__実行するタスク__.
レコードのうち「Target = gradient sky」を含む行で始まり「x=195 y=173」を含む行で終わる部分(両端の行も含む)だけを、指示文も含めてもう一度書き出し、解答の座標の数値をすべて2.55倍して整数に四捨五入(0.5は切り上げ)した形にできますか。指示文やその書式見本は変えずにそのまま残してください。
####
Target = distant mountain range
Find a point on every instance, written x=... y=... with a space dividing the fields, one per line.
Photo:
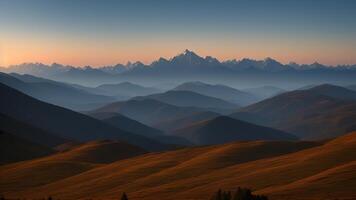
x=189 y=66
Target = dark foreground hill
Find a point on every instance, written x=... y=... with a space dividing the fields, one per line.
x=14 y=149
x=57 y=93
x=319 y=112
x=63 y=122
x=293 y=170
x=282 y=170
####
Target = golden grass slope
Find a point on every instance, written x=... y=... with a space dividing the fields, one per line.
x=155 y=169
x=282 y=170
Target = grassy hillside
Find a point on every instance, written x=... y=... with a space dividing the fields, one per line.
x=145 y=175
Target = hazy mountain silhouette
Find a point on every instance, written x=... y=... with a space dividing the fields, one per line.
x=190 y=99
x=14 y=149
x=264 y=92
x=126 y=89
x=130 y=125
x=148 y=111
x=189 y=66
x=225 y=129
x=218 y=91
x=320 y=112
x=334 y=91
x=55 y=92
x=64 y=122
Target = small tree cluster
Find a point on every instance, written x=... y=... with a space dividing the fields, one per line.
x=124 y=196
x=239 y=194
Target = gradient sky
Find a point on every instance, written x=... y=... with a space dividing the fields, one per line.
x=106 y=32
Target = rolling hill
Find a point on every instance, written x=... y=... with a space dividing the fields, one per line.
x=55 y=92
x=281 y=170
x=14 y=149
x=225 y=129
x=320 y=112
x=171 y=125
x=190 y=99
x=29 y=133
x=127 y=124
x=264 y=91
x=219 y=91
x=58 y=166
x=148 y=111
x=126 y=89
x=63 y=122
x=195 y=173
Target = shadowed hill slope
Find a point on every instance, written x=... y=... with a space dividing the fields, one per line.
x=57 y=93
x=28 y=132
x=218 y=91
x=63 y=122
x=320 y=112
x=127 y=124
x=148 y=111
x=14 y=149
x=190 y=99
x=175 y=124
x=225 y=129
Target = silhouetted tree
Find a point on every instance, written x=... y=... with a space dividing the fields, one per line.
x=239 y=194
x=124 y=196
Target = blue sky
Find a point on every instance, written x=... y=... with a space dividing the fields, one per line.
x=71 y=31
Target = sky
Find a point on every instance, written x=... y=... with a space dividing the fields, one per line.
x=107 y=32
####
__正しい結果__.
Target = gradient sky
Find a point on every instance, written x=... y=... with a space dividing the fields, one per line.
x=270 y=82
Target = rolling hill
Find a point on every instance, written x=... y=... with a space dividing the fields, one per line.
x=140 y=235
x=717 y=434
x=36 y=380
x=574 y=329
x=816 y=286
x=436 y=319
x=485 y=252
x=74 y=339
x=324 y=316
x=673 y=232
x=558 y=232
x=148 y=423
x=377 y=283
x=321 y=227
x=161 y=311
x=497 y=441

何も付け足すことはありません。